(Excerpts from a detection dataset)
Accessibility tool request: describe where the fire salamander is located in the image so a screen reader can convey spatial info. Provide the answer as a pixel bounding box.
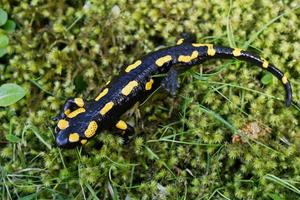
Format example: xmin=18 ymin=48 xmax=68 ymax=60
xmin=55 ymin=34 xmax=292 ymax=148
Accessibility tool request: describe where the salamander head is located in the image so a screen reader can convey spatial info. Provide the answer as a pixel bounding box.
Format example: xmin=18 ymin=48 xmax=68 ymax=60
xmin=55 ymin=98 xmax=98 ymax=148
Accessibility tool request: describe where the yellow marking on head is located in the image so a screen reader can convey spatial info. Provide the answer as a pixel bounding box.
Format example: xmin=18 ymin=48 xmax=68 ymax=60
xmin=100 ymin=101 xmax=114 ymax=115
xmin=145 ymin=78 xmax=154 ymax=90
xmin=125 ymin=60 xmax=142 ymax=73
xmin=207 ymin=44 xmax=216 ymax=56
xmin=116 ymin=120 xmax=127 ymax=131
xmin=121 ymin=81 xmax=139 ymax=96
xmin=64 ymin=109 xmax=71 ymax=115
xmin=74 ymin=98 xmax=84 ymax=108
xmin=57 ymin=119 xmax=69 ymax=130
xmin=80 ymin=139 xmax=87 ymax=145
xmin=84 ymin=121 xmax=98 ymax=138
xmin=176 ymin=38 xmax=184 ymax=45
xmin=95 ymin=88 xmax=108 ymax=101
xmin=155 ymin=55 xmax=172 ymax=67
xmin=232 ymin=48 xmax=242 ymax=57
xmin=67 ymin=108 xmax=85 ymax=118
xmin=69 ymin=133 xmax=79 ymax=142
xmin=281 ymin=75 xmax=288 ymax=84
xmin=178 ymin=51 xmax=199 ymax=62
xmin=261 ymin=58 xmax=269 ymax=68
xmin=192 ymin=43 xmax=216 ymax=56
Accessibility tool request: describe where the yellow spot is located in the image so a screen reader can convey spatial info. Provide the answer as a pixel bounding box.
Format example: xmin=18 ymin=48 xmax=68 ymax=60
xmin=64 ymin=109 xmax=71 ymax=115
xmin=125 ymin=60 xmax=142 ymax=73
xmin=192 ymin=43 xmax=216 ymax=56
xmin=192 ymin=43 xmax=209 ymax=47
xmin=176 ymin=38 xmax=184 ymax=45
xmin=261 ymin=58 xmax=269 ymax=68
xmin=80 ymin=139 xmax=87 ymax=145
xmin=67 ymin=108 xmax=85 ymax=118
xmin=57 ymin=119 xmax=69 ymax=130
xmin=121 ymin=81 xmax=139 ymax=96
xmin=69 ymin=133 xmax=79 ymax=142
xmin=232 ymin=48 xmax=242 ymax=56
xmin=100 ymin=101 xmax=114 ymax=115
xmin=155 ymin=55 xmax=172 ymax=67
xmin=281 ymin=75 xmax=288 ymax=84
xmin=145 ymin=78 xmax=154 ymax=90
xmin=178 ymin=51 xmax=199 ymax=62
xmin=116 ymin=120 xmax=127 ymax=130
xmin=95 ymin=88 xmax=108 ymax=101
xmin=74 ymin=98 xmax=84 ymax=107
xmin=84 ymin=121 xmax=98 ymax=138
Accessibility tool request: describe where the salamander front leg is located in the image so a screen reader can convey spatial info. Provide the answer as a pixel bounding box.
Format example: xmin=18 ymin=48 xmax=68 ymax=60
xmin=176 ymin=33 xmax=196 ymax=45
xmin=53 ymin=98 xmax=84 ymax=121
xmin=116 ymin=120 xmax=134 ymax=143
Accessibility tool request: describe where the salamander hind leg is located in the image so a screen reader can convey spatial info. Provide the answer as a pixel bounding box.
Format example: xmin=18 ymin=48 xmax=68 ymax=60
xmin=116 ymin=120 xmax=134 ymax=144
xmin=161 ymin=68 xmax=179 ymax=96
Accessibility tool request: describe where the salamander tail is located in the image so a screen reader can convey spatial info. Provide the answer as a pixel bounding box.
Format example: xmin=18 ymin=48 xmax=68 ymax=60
xmin=207 ymin=46 xmax=292 ymax=106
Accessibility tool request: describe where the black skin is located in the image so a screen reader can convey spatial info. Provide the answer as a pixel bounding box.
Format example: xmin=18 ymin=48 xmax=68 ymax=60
xmin=55 ymin=34 xmax=292 ymax=148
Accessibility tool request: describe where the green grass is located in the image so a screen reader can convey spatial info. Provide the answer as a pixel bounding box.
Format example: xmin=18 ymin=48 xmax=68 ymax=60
xmin=0 ymin=0 xmax=300 ymax=200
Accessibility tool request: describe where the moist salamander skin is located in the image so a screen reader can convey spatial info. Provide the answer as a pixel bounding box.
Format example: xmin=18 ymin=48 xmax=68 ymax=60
xmin=55 ymin=34 xmax=292 ymax=148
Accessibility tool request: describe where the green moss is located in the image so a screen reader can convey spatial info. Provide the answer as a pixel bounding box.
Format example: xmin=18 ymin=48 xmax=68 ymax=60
xmin=0 ymin=0 xmax=300 ymax=199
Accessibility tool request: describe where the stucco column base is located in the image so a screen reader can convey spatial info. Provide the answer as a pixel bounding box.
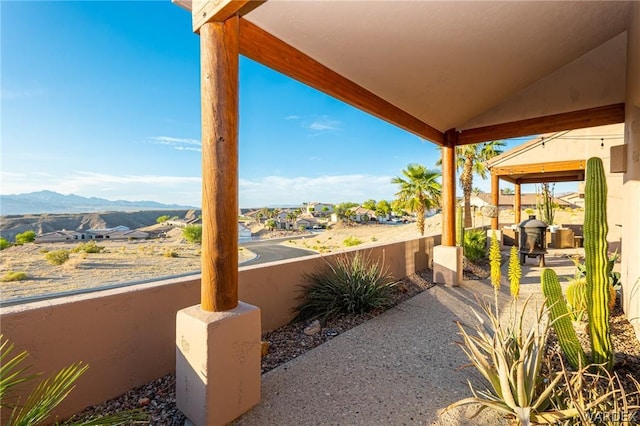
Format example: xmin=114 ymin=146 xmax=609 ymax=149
xmin=487 ymin=229 xmax=504 ymax=250
xmin=176 ymin=302 xmax=261 ymax=426
xmin=433 ymin=246 xmax=463 ymax=286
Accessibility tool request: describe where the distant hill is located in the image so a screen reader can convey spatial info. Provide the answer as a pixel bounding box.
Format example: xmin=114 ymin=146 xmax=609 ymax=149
xmin=0 ymin=209 xmax=201 ymax=241
xmin=0 ymin=191 xmax=195 ymax=216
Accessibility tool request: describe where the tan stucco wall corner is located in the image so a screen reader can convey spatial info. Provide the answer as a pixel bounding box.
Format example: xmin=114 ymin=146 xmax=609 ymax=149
xmin=176 ymin=302 xmax=261 ymax=426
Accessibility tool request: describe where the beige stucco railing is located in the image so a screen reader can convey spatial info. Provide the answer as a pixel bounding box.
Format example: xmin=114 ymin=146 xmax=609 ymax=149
xmin=0 ymin=235 xmax=440 ymax=422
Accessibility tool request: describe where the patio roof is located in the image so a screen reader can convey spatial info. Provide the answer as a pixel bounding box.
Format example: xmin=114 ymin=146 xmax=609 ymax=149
xmin=180 ymin=0 xmax=632 ymax=145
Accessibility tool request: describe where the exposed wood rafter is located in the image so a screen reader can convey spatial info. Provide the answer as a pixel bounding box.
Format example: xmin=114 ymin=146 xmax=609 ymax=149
xmin=491 ymin=160 xmax=586 ymax=176
xmin=458 ymin=103 xmax=624 ymax=145
xmin=240 ymin=19 xmax=444 ymax=145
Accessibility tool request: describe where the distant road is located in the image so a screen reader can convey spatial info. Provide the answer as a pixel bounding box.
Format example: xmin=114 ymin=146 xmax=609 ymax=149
xmin=240 ymin=237 xmax=317 ymax=266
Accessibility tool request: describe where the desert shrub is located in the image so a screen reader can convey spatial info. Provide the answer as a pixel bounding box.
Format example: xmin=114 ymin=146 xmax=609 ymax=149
xmin=0 ymin=237 xmax=11 ymax=250
xmin=0 ymin=271 xmax=27 ymax=283
xmin=71 ymin=240 xmax=104 ymax=253
xmin=16 ymin=231 xmax=36 ymax=245
xmin=342 ymin=236 xmax=362 ymax=247
xmin=0 ymin=334 xmax=149 ymax=426
xmin=162 ymin=249 xmax=178 ymax=257
xmin=44 ymin=249 xmax=69 ymax=265
xmin=156 ymin=214 xmax=171 ymax=223
xmin=294 ymin=253 xmax=395 ymax=321
xmin=182 ymin=225 xmax=202 ymax=244
xmin=464 ymin=229 xmax=487 ymax=262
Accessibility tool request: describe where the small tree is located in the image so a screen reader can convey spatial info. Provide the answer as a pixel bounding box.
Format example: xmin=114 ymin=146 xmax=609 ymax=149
xmin=156 ymin=214 xmax=171 ymax=223
xmin=362 ymin=199 xmax=376 ymax=210
xmin=16 ymin=231 xmax=36 ymax=245
xmin=264 ymin=219 xmax=276 ymax=231
xmin=374 ymin=200 xmax=391 ymax=217
xmin=182 ymin=225 xmax=202 ymax=244
xmin=0 ymin=237 xmax=11 ymax=250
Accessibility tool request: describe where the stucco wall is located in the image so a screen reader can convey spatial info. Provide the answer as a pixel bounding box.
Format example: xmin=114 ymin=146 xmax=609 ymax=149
xmin=618 ymin=2 xmax=640 ymax=338
xmin=0 ymin=235 xmax=440 ymax=422
xmin=495 ymin=123 xmax=624 ymax=251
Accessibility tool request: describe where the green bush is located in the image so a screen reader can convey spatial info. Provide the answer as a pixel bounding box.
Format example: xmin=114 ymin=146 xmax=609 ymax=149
xmin=0 ymin=334 xmax=149 ymax=426
xmin=0 ymin=237 xmax=11 ymax=250
xmin=156 ymin=214 xmax=171 ymax=223
xmin=0 ymin=271 xmax=27 ymax=283
xmin=182 ymin=225 xmax=202 ymax=244
xmin=464 ymin=229 xmax=487 ymax=262
xmin=44 ymin=249 xmax=69 ymax=265
xmin=294 ymin=253 xmax=395 ymax=321
xmin=342 ymin=236 xmax=362 ymax=247
xmin=16 ymin=231 xmax=36 ymax=245
xmin=71 ymin=240 xmax=104 ymax=253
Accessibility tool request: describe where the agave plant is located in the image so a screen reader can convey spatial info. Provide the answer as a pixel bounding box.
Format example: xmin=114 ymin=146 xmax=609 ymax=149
xmin=445 ymin=299 xmax=577 ymax=425
xmin=0 ymin=335 xmax=147 ymax=426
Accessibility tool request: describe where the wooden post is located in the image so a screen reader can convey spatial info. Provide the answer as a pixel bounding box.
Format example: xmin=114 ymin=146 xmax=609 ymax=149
xmin=513 ymin=182 xmax=522 ymax=225
xmin=200 ymin=16 xmax=239 ymax=312
xmin=491 ymin=173 xmax=500 ymax=231
xmin=441 ymin=129 xmax=458 ymax=247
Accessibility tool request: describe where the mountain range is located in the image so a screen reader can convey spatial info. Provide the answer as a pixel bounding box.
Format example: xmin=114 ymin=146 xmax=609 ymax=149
xmin=0 ymin=191 xmax=197 ymax=216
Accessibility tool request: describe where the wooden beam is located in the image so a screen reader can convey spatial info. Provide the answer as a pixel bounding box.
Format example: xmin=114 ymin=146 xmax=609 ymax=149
xmin=513 ymin=183 xmax=522 ymax=225
xmin=491 ymin=160 xmax=586 ymax=176
xmin=491 ymin=170 xmax=500 ymax=230
xmin=240 ymin=19 xmax=444 ymax=145
xmin=188 ymin=0 xmax=266 ymax=33
xmin=200 ymin=16 xmax=239 ymax=312
xmin=441 ymin=129 xmax=458 ymax=247
xmin=508 ymin=173 xmax=584 ymax=185
xmin=458 ymin=103 xmax=624 ymax=145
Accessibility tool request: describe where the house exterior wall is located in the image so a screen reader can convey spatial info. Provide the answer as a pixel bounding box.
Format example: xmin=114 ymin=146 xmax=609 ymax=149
xmin=616 ymin=2 xmax=640 ymax=338
xmin=0 ymin=235 xmax=440 ymax=416
xmin=493 ymin=124 xmax=626 ymax=246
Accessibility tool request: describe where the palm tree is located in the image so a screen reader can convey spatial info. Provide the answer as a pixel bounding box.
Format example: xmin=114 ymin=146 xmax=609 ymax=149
xmin=436 ymin=141 xmax=504 ymax=228
xmin=391 ymin=163 xmax=442 ymax=235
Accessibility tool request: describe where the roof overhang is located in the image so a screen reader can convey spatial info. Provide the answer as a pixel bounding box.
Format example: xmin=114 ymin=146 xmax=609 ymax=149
xmin=174 ymin=0 xmax=632 ymax=144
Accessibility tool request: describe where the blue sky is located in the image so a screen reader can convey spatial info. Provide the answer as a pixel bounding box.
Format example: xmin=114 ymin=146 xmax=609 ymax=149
xmin=0 ymin=0 xmax=568 ymax=207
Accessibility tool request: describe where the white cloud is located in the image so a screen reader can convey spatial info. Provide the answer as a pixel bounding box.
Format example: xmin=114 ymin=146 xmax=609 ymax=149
xmin=306 ymin=116 xmax=341 ymax=132
xmin=149 ymin=136 xmax=202 ymax=152
xmin=240 ymin=174 xmax=397 ymax=207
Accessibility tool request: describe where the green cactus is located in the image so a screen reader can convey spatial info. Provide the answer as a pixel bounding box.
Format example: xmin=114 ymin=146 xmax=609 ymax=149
xmin=456 ymin=206 xmax=464 ymax=247
xmin=566 ymin=278 xmax=587 ymax=321
xmin=584 ymin=157 xmax=613 ymax=369
xmin=540 ymin=269 xmax=587 ymax=369
xmin=509 ymin=246 xmax=522 ymax=299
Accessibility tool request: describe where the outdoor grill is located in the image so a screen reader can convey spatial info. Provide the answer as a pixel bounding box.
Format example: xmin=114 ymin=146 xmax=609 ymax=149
xmin=518 ymin=215 xmax=547 ymax=267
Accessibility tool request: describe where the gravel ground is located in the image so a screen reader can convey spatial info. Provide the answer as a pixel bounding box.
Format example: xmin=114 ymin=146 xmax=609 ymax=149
xmin=78 ymin=270 xmax=433 ymax=426
xmin=70 ymin=264 xmax=640 ymax=426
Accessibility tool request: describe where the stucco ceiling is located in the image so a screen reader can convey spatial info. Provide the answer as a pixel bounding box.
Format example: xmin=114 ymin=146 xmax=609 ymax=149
xmin=244 ymin=0 xmax=630 ymax=131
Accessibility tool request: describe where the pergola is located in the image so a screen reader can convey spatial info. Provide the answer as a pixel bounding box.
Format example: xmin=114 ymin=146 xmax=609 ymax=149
xmin=173 ymin=0 xmax=640 ymax=424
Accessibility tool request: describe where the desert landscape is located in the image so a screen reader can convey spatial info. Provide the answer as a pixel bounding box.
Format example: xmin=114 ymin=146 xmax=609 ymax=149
xmin=0 ymin=210 xmax=583 ymax=301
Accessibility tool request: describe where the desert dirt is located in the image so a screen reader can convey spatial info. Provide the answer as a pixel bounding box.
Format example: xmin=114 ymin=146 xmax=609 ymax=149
xmin=0 ymin=211 xmax=582 ymax=301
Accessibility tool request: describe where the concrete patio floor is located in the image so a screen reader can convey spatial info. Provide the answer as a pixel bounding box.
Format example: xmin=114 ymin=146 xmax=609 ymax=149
xmin=234 ymin=249 xmax=582 ymax=426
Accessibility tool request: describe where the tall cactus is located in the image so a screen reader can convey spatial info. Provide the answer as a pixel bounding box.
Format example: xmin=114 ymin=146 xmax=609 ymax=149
xmin=540 ymin=269 xmax=587 ymax=369
xmin=584 ymin=157 xmax=613 ymax=369
xmin=456 ymin=206 xmax=464 ymax=249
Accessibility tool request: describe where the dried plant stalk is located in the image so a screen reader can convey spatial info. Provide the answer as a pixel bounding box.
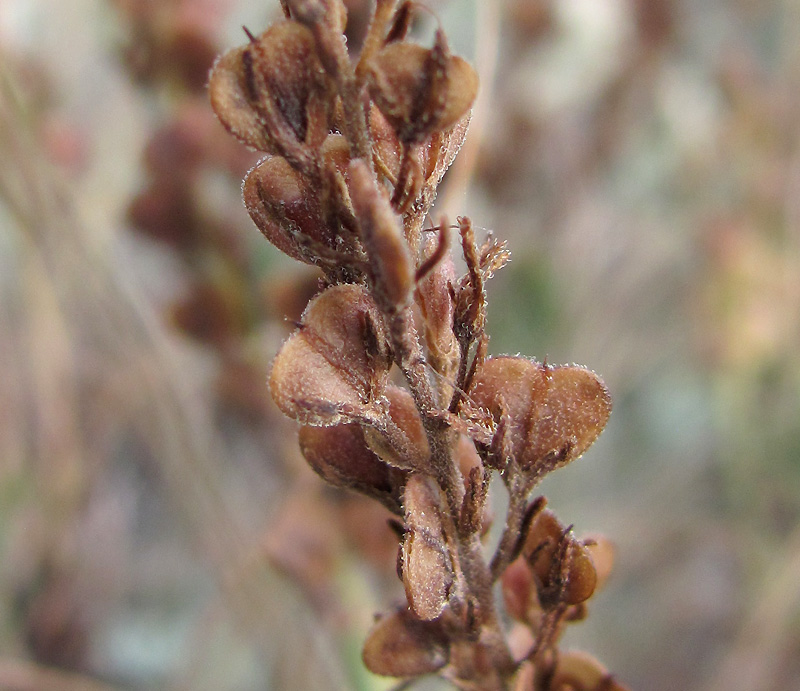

### THE TASK
Rescale the items from the line containing "Accessibility tool request: describe where the palm" through the line containing "xmin=0 ymin=0 xmax=568 ymax=207" by writing out those lines again, multiplying every bounding-box coordinate in the answers by 2.45 and rounding to whole numbers, with halves rounded up. Copy the requests and their format samples unchanged.

### SOLUTION TO THE EXERCISE
Accessibility tool request: describe where the palm tree is located in the image so a screen reader can convey spatial info. Provide the answer as a pixel bounding box.
Format example: xmin=114 ymin=146 xmax=609 ymax=149
xmin=1068 ymin=345 xmax=1235 ymax=559
xmin=958 ymin=399 xmax=1083 ymax=576
Accessibility tool request: describe where the roof overhang is located in the image so a screen reader can convey spatial info. Provide the answer as a pixel bounding box.
Format example: xmin=114 ymin=146 xmax=609 ymax=149
xmin=426 ymin=0 xmax=1548 ymax=353
Accessibility tool request: describe where the blue sky is located in the image so a screen reader can convey spatial info. Provide the answer as a pixel bounding box.
Format example: xmin=114 ymin=146 xmax=609 ymax=149
xmin=0 ymin=0 xmax=1392 ymax=507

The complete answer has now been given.